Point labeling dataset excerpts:
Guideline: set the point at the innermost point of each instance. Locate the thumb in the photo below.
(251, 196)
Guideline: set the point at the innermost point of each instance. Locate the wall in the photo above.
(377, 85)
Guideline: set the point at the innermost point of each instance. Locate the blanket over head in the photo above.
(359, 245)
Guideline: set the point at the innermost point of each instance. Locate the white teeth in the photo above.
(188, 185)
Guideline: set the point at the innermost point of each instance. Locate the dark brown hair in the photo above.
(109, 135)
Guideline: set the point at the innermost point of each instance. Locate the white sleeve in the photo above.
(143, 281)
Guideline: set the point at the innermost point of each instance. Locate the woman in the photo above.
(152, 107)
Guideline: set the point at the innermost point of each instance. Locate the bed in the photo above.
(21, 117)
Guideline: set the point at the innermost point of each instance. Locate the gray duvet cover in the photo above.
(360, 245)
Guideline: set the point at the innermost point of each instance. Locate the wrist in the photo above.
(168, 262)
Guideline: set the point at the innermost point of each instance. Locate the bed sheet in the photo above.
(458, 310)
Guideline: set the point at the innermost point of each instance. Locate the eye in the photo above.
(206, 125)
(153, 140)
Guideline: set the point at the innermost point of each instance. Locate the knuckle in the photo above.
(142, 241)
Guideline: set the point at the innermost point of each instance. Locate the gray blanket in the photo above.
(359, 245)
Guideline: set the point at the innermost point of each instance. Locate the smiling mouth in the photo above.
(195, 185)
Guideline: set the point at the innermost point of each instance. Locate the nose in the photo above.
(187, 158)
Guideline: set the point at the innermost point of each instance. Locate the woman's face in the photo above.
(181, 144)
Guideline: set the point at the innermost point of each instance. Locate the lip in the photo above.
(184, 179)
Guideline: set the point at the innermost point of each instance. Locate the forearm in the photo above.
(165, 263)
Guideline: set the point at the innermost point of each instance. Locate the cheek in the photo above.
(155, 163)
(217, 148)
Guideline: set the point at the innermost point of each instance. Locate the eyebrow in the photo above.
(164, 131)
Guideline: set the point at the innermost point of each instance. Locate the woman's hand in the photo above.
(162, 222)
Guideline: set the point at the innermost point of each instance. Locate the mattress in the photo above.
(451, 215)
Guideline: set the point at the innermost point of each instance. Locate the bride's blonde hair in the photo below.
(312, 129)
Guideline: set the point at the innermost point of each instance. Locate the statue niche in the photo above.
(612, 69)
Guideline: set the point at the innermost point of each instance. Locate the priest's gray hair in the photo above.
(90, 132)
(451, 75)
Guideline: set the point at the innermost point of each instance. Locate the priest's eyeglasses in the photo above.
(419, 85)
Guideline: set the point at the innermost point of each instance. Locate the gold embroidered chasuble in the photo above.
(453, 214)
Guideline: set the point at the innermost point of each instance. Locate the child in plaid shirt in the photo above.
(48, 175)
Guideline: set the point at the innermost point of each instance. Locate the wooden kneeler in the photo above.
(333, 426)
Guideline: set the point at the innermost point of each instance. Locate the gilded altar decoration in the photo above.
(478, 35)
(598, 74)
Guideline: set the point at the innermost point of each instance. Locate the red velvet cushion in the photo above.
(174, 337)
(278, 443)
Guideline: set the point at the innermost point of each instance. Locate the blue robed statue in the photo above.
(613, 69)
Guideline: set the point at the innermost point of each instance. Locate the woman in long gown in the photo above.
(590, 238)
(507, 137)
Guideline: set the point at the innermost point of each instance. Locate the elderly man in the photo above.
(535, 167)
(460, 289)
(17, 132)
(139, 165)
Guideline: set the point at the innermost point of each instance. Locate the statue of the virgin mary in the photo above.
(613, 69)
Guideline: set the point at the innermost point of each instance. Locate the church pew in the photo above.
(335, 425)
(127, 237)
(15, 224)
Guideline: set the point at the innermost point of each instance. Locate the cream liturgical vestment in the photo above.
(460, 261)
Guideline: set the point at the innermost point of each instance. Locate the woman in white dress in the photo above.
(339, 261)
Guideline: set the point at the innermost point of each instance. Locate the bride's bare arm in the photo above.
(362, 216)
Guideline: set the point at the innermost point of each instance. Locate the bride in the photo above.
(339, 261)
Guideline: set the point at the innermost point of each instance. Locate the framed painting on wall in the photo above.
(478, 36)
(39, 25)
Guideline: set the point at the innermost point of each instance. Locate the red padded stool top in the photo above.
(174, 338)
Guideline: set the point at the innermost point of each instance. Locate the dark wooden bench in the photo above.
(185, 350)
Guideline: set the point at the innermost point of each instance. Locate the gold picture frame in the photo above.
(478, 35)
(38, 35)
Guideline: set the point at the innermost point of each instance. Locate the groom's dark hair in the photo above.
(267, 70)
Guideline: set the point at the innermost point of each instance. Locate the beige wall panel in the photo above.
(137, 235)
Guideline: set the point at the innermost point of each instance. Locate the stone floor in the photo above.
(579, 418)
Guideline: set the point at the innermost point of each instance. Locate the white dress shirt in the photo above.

# REQUEST
Transcribe exactly, and only, the lines from the one bearing "frame in the photo above." through the last line of the entries, counting both.

# OUTPUT
Guideline: set the point at the innermost point of each instance. Locate the gold picture frame in the photo above.
(478, 35)
(38, 35)
Guideline: set the point at the innermost point of each instance. Locate the groom's dark hair in the photo above.
(267, 70)
Guideline: set the point at the innermost point of each instance. Locate the beige wall panel in the photo above.
(137, 235)
Guideline: set the point at the innermost point of each instance. Locate the stone floor in the photo above.
(579, 418)
Guideline: set the point at the innermost point of each instance. Locate the white dress shirt in the photo above.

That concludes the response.